** REQUIRED WORK **
Everything from the line containing "Target: rectangular window" through the final line of the listing below should be given again, word for word, and nothing else.

** RAW DATA **
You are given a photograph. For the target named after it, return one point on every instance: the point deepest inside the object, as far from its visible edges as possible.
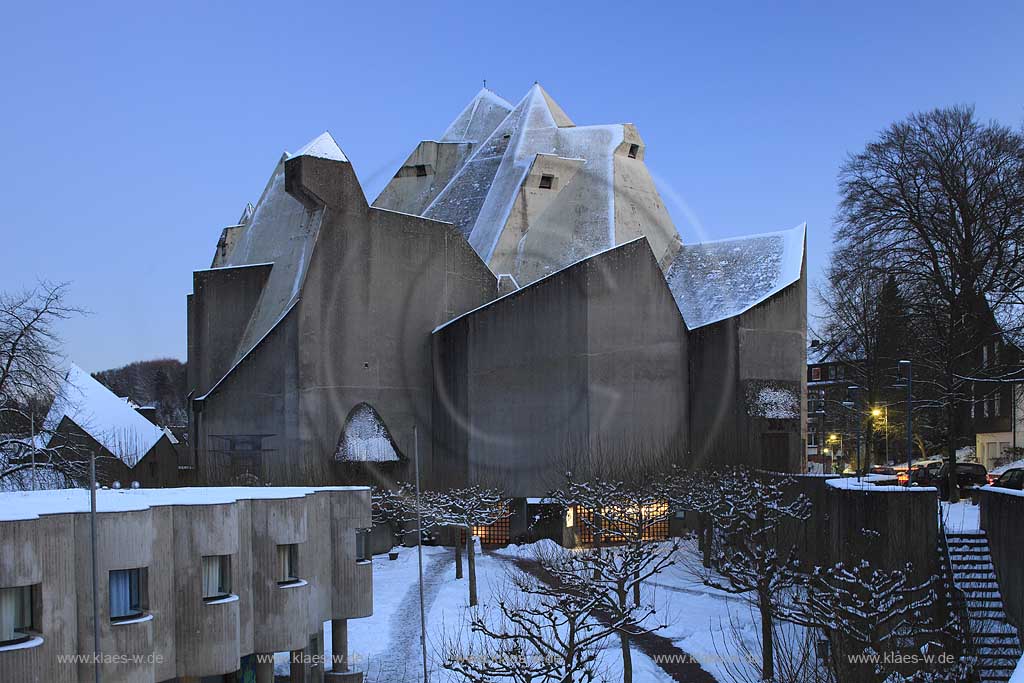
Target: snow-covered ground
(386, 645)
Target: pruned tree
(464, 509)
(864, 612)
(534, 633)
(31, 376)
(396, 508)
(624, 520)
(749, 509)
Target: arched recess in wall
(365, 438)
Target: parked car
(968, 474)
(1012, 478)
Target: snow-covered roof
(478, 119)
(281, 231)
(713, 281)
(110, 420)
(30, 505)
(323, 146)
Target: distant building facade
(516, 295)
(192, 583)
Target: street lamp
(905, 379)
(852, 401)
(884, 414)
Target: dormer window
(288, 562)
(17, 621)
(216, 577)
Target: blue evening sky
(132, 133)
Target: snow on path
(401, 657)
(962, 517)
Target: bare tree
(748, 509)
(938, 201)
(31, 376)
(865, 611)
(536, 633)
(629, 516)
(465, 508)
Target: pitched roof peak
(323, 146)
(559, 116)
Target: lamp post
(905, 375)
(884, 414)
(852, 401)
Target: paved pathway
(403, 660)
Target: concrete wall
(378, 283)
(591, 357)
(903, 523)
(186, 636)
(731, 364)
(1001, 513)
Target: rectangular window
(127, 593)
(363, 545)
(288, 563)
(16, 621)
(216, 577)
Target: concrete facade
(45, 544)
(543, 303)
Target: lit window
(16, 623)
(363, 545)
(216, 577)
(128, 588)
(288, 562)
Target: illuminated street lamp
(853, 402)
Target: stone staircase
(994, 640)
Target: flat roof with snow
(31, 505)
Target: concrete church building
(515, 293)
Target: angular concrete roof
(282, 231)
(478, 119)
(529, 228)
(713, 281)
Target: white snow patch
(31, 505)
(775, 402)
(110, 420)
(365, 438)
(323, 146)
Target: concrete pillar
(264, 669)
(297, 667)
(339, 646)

** OUTPUT FOR THIS TASK **
Target: rectangular window
(127, 593)
(363, 545)
(288, 563)
(16, 621)
(216, 577)
Target: concrete facade
(45, 544)
(543, 303)
Target: lit window
(16, 623)
(363, 545)
(216, 577)
(128, 588)
(288, 562)
Target: illuminated street lamp
(853, 402)
Target: stone staircase
(994, 640)
Target: flat roof with snow
(31, 505)
Target: concrete church building
(515, 293)
Target: angular concrete roof
(282, 231)
(478, 119)
(529, 228)
(713, 281)
Target: white snow patch
(31, 505)
(775, 402)
(110, 420)
(365, 438)
(323, 146)
Target: concrete pillar
(264, 669)
(297, 667)
(339, 646)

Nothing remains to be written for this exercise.